- [CONSIGNES]:
[a] Relevez dans l'extrait sur le divorce pour adultère toutes les personnes désignées par le titre de « saint ».
[b] Prolongez l'extrait sur le divorce pour adultère à la suite de sa dernière phrase.

On a douté dans l’Église chrétienne s’il est permis aux femmes, comme aux hommes, de répudier leurs maris adultères. Saint Basile, dans sa Lettre canonique à Amphiloque, reconnaît qu’on observe religieusement la loi qui permet le divorce des hommes envers leurs femmes adultères, mais que l’usage veut que les femmes demeurent avec leurs maris, quoique coupables du même désordre. Les Grecs, qui ont expliqué les Canons des apôtres, prétendent que cet usage a toujours été observé parmi eux, qu’une femme ne peut pas quitter son mari pour cause d’adultère. On a vu ci-devant que Josèphe l’historien ne croyait pas que la loi de Moïse permit aux femmes de quitter leurs maris. En conséquence de ces principes, quelques anciens chrétiens ont permis à l’homme qui avait répudié sa femme, d’en épouser une autre ; mais ils n’ont pas accordé la même liberté à la femme. Mais d’autres accordent la même liberté à l’homme et à la femme de faire divorce, et même de passer à un second mariage. Saint Justin le martyr parle d’une femme chrétienne qui envoya des lettres de divorce à son mari qui vivait dans le dérèglement. Saint Jérôme parle de Fabiole, dame romaine, qui quitta son mari à cause de ses désordres. Les Grecs encore aujourd’hui sont dans l’usage de faire divorce dans le cas marqué dans l’Évangile (Matthieu 5.32), et même de se marier après cela comme si par l’adultère le lien du mariage était dissous ; et les Pères du concile de Trente sur les remontrances des Vénitiens, qui avaient dans leurs états plusieurs Grecs qui suivaient cet usage, eurent la condescendance de dresser leur canon d’une manière qui, sans approuver ces sortes de mariages, sauve la doctrine de l’Église latine, qui est dans un usage contraire : Anathème à tous ceux qui osent dire que l’Église erre, lorsqu’elle enseigne, selon la doctrine de l’Évangile et des apôtres, que le lien du mariage n’est pas dissous par l’adultère de l’une ou de l’autre partie, et que l’une et l’autre des parties, même celle qui est innocente, est obligée de demeurer dans le célibat, durant la vie de l’autre partie, et que celui ou celle qui se marie après le divorce, commet un adultère.

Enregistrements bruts
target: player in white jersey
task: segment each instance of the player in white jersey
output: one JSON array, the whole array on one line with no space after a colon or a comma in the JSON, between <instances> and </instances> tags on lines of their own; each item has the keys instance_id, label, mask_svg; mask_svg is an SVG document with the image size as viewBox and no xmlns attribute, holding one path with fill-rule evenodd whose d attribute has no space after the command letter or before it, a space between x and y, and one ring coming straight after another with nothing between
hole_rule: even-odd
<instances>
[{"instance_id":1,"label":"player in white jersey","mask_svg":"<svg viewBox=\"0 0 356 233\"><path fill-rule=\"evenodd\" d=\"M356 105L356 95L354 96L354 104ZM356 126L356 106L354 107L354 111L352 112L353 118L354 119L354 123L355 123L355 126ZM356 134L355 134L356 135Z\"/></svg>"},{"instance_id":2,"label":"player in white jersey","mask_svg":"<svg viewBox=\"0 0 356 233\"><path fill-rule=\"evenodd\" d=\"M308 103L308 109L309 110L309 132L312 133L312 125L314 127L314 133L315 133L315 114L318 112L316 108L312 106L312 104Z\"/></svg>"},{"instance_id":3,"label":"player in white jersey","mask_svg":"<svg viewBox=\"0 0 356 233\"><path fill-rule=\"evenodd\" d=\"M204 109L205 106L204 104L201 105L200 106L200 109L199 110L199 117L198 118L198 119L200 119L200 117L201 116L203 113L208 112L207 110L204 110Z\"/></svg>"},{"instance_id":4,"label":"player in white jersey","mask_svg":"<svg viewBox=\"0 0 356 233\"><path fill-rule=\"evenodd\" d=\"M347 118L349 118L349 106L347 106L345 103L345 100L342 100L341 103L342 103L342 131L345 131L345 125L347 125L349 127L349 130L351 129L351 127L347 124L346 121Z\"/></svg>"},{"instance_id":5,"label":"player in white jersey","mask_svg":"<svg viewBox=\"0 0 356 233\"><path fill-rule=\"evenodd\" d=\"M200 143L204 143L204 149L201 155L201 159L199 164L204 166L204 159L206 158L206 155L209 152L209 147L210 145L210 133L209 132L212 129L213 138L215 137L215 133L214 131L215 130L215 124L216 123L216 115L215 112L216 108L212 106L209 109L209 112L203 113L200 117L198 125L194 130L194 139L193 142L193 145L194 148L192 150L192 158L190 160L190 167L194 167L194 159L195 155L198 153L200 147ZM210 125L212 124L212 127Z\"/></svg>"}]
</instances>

- [RÉSULTATS PAR TÂCHE]:
[a] Saint Basile, saint Justin le martyr, saint Jérôme.

[b]
Le Sage semble faire un précepte de la répudiation dans le cas d’adultère, lorsqu’il dit (Proverbes 18.22) : Celui qui demeure avec une femme adultère, c’est-à-dire, qui ne fait pas divorce avec elle, est un fou et un insensé. Le concile de Néocésarée ordonne à un prêtre de répudier sa femme, si elle est tombée dans l’adultère après l’ordination de son mari. Saint Augustin semble avoir pris le même passage des Proverbes, comme contenant un précepte. Saint Jérôme s’explique à-peu-près dans le même sens, écrivant sur saint Matthieu. Mais saint Paul, en conseillant à la femme de se réconcilier à son mari (1 Corinthiens 7.10-11), montre assez quelle a été l’intention du Sauveur, et la plupart des Pères ont toujours dissuadé le divorce, et conseillé la réconciliation.
Parmi les Juifs le divorce est devenu beaucoup plus rare, depuis qu’ils se sont trouvés dispersés parmi les nations, qui ne permettent pas la dissolution du mariage pour des causes légères : toutefois on ne laisse pas de voir encore aujourd’hui quelque divorce parmi les Juifs et leurs femmes. Un mari jaloux défend d’abord à sa femme le voir celui qui lui fait ombrage ; que si après cela le bruit court qu’elle continue de voir son galant, et qu’on les trouve ensemble, surtout en flagrant délit, alors les rabbins lui ordonnent de la répudier pour toujours, quand même il ne voudrait pas ; cependant il est libre à cette femme de se remarier à qui elle juge à propos, pourvu que ce ne soit pas à celui qui a donné lieu à la répudiation.
Une jeune fille au-dessous de dix ans, soit qu’elle ait son père, ou non, après avoir épousé un mari, si ce mari ne lui agrée point, elle peut se démarier, jusqu’à ce qu’elle ait douze ans et un jour, qui est le temps auquel elle a la qualité de femme. Il lui suffit de dire qu’elle ne veut point un tel pour son mari, dont elle prend deux témoins, qui mettent par écrit sa déclaration ; après quoi elle peut se marier à qui elle juge à propos.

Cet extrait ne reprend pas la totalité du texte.